3. Make it a point to reach out to one new person a week:

Being self-motivated and productive is great. But more times than not how effective you are depends on the size of your network and how well you are able to communicate your ideas. It just so happens reaching out to speak with one new person a week takes care of both.

Not only that, the clients of mine that have been consistently doing this have reported back that they have never been more present in their conversations. This may sound like an odd side-effect, but when was the last time you were not fully present when speaking to someone you want to build a relationship with?

4. Write your resumé (CV) imagining it is 2023/2028 and put it smack dab in front of your computer:

I have a buddy who at a young age worked on some pieces for The Wall Street Journal, BBC and CNN. Not bad for a 25 year old who has his heart set on being a foreign correspondent.

But do you want to know what he is doing in 2018?

He is working in a newsroom busting out 20 articles a day earning half of what he did as a freelance.

You want to know why?

Because he understands that one year only represents 2% of his career so he is using this year to set him properly up for the remaining 98%.

## Work to be completed
Continue the career-advice piece above, starting right after its final sentence about the remaining 98%.

## Data for analysis
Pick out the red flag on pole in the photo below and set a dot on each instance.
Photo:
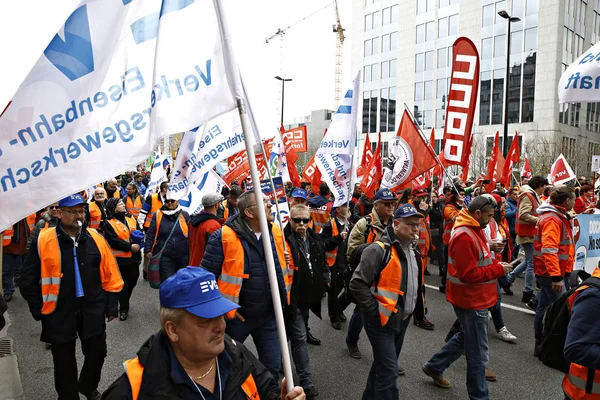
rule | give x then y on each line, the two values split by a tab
513	157
492	164
373	174
409	157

## Expected answer
He is making contacts. He is learning how the game is played. He is learning how to think faster on his feet. In short, he is taking the time to sharpen his tools today to be more efficient in tomorrow.

Knowing where you want to be in the future is important, but not as important as identifying the necessary, and sometimes, unsexy steps that you need to take to get there. So try writing out exactly where you want to be and exactly what path you need to take and make it visible to serve as a reminder.

5. Write out the items on your to-do list individually on notecards:

In order to combat the feeling of being overwhelmed, instead of writing out a list of the 8 or so items you have to do each day, try writing them out on individual note cards. Then prioritize them between “must-do’s” and “time-allowing” and address them one at a time so you can give each one your full attention.

This will help you to give 100% attention to each item and again, be more present in the moment which we all know is the key to being productive.

6. Schedule your day around your “Keystone Habit”:

In the book, “The Power of Habit,” Charles Duhigg coined the term, “Keystone Habits.”

Essentially these are habits that people introduce into their routines that unintentionally carry over into other aspects of their lives.

For me personally, running, is my keystone habit as it helps me to make better food choices going forward, gives me clarity when I write, and helps me to be more patient.

I used to always run first thing in the morning. However, recently I have been switching it up determining on what I have going on each day and reserve the energy boost around key moments — before meeting with a client, sitting down to write or giving a presentation — and it has made a world of difference.

Establishing good habits is important. However, so is when you choose to do them.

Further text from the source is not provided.